Type out the data below in its entirety, exactly as given.

---- Dataset extract

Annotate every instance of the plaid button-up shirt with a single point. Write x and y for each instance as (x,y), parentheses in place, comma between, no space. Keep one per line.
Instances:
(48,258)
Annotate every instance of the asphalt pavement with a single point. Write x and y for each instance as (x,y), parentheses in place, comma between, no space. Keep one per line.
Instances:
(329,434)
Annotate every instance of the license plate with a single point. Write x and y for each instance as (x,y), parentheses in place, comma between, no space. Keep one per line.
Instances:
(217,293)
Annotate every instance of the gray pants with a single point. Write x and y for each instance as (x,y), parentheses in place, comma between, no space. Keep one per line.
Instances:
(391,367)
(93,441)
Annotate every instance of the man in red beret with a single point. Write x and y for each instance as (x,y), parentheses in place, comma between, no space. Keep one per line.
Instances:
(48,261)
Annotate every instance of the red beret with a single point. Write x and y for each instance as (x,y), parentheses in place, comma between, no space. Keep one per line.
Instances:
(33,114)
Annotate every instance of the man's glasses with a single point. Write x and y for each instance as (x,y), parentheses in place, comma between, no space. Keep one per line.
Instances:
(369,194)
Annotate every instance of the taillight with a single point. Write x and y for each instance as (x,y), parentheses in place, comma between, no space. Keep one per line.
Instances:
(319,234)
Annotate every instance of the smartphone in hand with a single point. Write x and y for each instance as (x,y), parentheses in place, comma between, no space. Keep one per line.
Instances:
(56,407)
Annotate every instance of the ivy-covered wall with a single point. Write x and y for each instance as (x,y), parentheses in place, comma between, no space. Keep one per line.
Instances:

--------

Task result
Annotate every instance of the plaid button-up shirt with a single point. Write x and y for each instance as (x,y), parentheses in place, comma between, no space. Keep one per line.
Instances:
(48,258)
Annotate every instance of the asphalt pavement with a single point. Write x and y for each instance as (x,y), parentheses in place, comma between, no space. Keep one per line.
Instances:
(329,434)
Annotate every instance of the license plate with a single point. Write x and y for each instance as (x,y), parentheses in place, comma between, no space. Keep one per line.
Instances:
(217,293)
Annotate every instance of the gray pants with a single point. Write x and y for each instance as (x,y), parentheses in place, comma between, no space. Keep one per line.
Instances:
(391,367)
(93,441)
Annotate every instance of the man in red beret with a single point. Write x and y for each instance as (x,y), parentheses in place, comma between, no space. Keep one per line.
Instances:
(48,261)
Annotate every instance of the red beret with a single point. Write x and y for each instance as (x,y), parentheses in place, comma between, no space. Keep one per line.
Instances:
(33,114)
Annotate every instance of the man's glasses with a single point. Write x and y for each instance as (x,y), parentheses in place, comma between, no space. Keep one per line.
Instances:
(369,194)
Annotate every instance of the taillight with a single point. Write x and y for each instance as (x,y), parentheses in place, comma between, no space. Keep one per line.
Instances:
(319,234)
Annotate every instance of the smartphone in hand with a single point. Write x and y for each instance as (x,y), parentheses in place, comma between, no space. Keep one per line.
Instances:
(56,407)
Annotate every instance of the ivy-covered wall with a single point. Write x and y for each instance as (x,y), parentheses in place, comma between, no space. Keep one per line.
Instances:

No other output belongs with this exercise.